(Source excerpt):
----

Jay Bosamiya Software Security Researcher

cryptoπŸ”¨ (pbctf 2020)

We need to recover the flag from a file that has been encrypted using a random 40000 byte long key using a custom encryption routine, using only the 1 known ciphertext. Overall I found this challenge to be quite interesting and well designed. Only 3 teams solved it over the course of the 48 hour contest (organized by Perfect Blue), and it had a final score of 443 points. This post describes how I solved it during the CTF.

If you simply want to read the solution script, you can find it here. However, if you want to understand how we can get there, let's begin!

Problem Description

We are given two files (encrypt.cc and flag.iso.enc) and the challenge description:

Can you crack a 40000 bit key? 🀨

The encrypted flag is a 1,052,672 byte (~1MB) file, and its file extension likely indicates that it is an encrypted version of an ISO Optical Disc Image file. Clearly, it has been encrypted via encrypt.cc, so let us have a look at its code.

Understanding the Encryption and Planning an Attack

The main function of encrypt.cc simply creates a CSPRNG object named p with a key size of 40000. It then repeatedly bitwise XORs the input with a newly produced value from p, and outputs this result. This means that the code is operating as a stream cipher. There are a collection of attacks that apply generally over most stream ciphers, but certain special conditions might need to apply for their use. For example, a XOR-based stream cipher (such as what we have here) is susceptible to bit-flipping attacks; however we are working as a purely passive adversary with only 1 known ciphertext, so the number of possible attacks are dramatically fewer. In particular, the only real attack we have is that the PRNG (pseudo random number generator) is somehow "broken" and the key stream produced from it can be recovered.

Thus we must dive into the implementation of the CSPRNG class, which is templated on N, the size of its key and its internal state in bytes. The state maintained by the CSPRNG is:

char m_key[N];
char m_state[N];
int m_ofs;

As part of its initialization, it sets m_ofs to 0, and assigns m_key and m_state via getrandom from sys/random.h, which means the initial state is (for our purposes) fully random. This means that the attack must lie in how the PRNG produces its random numbers. This is in the method called next():

char next()

----

(Saved data entries)
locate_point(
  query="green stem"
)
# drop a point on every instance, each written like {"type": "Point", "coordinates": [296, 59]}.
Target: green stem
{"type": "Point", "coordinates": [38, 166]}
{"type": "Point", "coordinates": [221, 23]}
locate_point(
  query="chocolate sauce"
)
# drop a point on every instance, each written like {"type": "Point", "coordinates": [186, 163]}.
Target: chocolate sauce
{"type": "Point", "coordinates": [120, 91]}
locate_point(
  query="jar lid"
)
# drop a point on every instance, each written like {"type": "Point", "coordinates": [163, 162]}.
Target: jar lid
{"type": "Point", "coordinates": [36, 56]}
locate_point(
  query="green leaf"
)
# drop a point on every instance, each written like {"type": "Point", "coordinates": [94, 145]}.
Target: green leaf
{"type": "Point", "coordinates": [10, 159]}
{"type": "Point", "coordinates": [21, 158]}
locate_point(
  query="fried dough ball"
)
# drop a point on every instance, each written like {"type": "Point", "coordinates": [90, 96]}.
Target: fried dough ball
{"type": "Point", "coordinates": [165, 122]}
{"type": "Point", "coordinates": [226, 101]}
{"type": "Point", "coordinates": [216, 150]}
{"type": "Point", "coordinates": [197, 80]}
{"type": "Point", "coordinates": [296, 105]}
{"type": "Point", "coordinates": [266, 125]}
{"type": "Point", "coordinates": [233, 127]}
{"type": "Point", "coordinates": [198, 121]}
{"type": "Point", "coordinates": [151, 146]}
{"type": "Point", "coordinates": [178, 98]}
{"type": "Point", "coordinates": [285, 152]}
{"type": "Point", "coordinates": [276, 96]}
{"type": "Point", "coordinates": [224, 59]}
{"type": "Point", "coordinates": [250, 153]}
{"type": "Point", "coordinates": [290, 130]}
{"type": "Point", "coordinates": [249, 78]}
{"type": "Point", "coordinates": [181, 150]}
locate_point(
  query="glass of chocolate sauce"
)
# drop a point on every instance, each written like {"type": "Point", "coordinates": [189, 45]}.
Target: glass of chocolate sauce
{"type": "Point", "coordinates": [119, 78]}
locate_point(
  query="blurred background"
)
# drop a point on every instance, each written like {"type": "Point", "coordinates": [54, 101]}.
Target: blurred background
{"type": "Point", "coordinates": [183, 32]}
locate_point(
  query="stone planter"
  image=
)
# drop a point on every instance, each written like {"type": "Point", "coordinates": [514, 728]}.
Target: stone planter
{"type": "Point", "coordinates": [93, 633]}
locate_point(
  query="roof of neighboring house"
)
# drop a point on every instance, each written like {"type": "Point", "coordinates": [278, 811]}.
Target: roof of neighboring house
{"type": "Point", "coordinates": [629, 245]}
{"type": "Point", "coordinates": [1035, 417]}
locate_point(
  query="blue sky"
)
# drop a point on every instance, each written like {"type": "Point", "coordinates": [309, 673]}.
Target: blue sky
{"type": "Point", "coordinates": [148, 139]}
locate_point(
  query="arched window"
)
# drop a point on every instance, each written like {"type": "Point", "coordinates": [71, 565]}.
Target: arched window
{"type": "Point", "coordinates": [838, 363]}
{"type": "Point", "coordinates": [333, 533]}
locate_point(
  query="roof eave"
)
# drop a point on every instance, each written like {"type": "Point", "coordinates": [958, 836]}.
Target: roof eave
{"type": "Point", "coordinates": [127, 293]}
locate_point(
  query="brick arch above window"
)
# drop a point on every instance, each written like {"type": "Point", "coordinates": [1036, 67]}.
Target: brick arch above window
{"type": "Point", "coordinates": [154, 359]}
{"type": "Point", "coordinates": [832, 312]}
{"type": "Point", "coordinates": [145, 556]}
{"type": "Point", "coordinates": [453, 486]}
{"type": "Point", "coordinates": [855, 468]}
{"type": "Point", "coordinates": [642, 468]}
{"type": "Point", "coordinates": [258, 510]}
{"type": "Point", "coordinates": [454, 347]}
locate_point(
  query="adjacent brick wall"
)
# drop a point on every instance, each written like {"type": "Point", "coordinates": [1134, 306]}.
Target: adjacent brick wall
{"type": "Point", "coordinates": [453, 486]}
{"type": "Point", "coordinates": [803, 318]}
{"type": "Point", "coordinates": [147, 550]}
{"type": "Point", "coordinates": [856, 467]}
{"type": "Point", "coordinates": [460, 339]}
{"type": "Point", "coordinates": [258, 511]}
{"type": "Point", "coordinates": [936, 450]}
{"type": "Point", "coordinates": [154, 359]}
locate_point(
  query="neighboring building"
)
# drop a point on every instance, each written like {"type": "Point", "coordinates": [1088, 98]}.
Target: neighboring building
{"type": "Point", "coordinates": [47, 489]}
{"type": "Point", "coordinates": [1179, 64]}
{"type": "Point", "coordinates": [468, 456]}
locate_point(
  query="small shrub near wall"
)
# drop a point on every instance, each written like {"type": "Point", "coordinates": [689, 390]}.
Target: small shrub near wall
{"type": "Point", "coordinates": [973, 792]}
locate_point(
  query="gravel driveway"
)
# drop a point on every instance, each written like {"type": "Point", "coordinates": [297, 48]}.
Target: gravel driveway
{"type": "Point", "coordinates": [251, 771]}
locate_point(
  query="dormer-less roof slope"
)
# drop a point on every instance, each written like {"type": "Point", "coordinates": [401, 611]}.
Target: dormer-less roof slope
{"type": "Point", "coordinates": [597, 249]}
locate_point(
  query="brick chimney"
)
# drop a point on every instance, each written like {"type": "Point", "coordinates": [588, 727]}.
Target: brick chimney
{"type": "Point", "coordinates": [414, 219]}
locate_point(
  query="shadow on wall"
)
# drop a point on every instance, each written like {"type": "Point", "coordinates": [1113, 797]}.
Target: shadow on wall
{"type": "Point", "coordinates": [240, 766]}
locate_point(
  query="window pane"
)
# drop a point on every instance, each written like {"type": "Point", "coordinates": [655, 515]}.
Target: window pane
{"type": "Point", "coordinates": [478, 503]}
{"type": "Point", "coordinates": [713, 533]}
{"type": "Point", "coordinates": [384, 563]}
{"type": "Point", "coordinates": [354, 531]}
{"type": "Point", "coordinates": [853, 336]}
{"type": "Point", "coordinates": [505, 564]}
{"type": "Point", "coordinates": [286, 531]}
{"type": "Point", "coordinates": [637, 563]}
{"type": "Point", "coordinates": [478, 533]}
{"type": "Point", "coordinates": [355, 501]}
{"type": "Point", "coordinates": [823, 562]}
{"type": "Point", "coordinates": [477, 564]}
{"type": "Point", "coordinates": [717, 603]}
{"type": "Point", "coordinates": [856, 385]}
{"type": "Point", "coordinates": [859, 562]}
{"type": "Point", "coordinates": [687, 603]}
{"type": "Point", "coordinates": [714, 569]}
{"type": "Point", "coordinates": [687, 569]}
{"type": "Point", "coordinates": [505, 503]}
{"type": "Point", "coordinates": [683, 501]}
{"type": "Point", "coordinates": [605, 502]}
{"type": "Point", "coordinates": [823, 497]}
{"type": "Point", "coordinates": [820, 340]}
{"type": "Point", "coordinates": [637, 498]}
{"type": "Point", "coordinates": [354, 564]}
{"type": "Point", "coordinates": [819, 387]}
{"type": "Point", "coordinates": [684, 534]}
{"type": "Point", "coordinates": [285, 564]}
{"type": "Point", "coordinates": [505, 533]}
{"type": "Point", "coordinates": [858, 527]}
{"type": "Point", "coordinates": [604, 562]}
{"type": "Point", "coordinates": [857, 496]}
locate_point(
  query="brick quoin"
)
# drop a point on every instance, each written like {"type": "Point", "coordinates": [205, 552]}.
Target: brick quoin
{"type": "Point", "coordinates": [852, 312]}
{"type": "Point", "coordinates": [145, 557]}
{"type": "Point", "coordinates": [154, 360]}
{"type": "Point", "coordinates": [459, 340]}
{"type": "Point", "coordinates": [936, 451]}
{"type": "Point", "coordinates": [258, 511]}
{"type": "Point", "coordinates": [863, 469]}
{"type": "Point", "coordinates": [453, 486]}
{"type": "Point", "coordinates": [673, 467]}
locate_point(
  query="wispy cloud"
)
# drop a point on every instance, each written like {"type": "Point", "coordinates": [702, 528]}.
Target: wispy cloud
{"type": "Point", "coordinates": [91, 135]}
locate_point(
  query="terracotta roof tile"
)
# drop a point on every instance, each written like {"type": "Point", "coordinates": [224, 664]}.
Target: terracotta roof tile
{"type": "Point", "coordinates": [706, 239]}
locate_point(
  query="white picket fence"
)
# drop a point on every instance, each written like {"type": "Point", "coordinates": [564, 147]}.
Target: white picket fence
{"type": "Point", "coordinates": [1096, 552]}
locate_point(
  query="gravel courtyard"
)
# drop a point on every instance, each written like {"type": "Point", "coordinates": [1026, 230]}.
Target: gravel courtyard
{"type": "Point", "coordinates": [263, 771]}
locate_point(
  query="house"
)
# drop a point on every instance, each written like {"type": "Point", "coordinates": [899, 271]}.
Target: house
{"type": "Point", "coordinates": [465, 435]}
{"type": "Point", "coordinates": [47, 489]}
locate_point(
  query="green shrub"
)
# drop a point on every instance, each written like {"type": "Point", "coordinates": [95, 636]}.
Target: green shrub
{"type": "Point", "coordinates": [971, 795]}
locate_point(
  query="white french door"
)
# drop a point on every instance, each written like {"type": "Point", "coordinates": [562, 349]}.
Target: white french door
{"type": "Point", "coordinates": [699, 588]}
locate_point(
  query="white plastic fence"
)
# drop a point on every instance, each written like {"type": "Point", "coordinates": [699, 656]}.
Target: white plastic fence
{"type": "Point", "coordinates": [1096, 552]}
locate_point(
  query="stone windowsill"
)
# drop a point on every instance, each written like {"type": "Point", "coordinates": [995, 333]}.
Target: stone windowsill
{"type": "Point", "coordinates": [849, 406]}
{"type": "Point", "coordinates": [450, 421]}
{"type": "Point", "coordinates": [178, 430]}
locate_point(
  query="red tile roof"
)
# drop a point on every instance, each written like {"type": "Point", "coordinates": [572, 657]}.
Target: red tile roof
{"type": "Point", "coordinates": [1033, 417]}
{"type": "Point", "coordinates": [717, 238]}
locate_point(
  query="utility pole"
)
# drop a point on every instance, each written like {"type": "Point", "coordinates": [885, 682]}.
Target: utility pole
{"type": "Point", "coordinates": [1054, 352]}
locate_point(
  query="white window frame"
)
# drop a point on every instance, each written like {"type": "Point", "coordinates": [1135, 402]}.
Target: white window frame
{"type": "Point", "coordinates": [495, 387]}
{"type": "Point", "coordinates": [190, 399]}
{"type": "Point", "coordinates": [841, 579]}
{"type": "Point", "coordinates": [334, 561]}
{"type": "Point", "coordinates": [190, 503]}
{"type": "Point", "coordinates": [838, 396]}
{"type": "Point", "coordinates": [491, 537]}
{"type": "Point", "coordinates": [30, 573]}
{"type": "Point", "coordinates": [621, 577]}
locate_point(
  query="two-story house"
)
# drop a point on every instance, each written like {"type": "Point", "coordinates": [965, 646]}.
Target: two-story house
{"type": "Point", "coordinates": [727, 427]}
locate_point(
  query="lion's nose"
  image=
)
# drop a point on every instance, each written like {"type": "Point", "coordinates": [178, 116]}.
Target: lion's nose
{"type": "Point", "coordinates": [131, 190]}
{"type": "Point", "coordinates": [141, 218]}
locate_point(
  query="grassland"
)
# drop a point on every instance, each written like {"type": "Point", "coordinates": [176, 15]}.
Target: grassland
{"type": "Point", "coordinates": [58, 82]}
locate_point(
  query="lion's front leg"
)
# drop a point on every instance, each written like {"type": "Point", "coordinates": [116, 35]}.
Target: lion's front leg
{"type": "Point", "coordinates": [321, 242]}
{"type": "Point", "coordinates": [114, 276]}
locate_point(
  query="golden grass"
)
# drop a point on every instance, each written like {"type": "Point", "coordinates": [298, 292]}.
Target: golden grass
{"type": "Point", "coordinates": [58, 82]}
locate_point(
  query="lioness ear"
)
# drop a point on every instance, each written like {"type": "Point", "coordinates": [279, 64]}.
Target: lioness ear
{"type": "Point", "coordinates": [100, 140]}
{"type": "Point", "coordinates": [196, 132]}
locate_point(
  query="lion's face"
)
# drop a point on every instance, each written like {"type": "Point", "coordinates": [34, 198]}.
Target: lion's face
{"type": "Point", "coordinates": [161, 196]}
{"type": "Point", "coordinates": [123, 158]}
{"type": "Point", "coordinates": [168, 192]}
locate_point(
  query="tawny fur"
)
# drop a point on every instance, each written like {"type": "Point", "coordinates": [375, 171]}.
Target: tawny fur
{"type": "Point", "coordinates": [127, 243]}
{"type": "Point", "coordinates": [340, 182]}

----

(Goal A): Name every variable that the pbctf 2020 post lists as part of the state maintained by the CSPRNG, with its declared type.
(Goal B): Reproduce the passage of the pbctf 2020 post from "Jay Bosamiya Software" up to and including "there, let's begin!".
The items stand apart from the pbctf 2020 post and have no connection to it.

(Exercise answer A):
- m_key: char array of size N
- m_state: char array of size N
- m_ofs: int

(Exercise answer B):
Jay Bosamiya Software Security Researcher

cryptoπŸ”¨ (pbctf 2020)

We need to recover the flag from a file that has been encrypted using a random 40000 byte long key using a custom encryption routine, using only the 1 known ciphertext. Overall I found this challenge to be quite interesting and well designed. Only 3 teams solved it over the course of the 48 hour contest (organized by Perfect Blue), and it had a final score of 443 points. This post describes how I solved it during the CTF.

If you simply want to read the solution script, you can find it here. However, if you want to understand how we can get there, let's begin!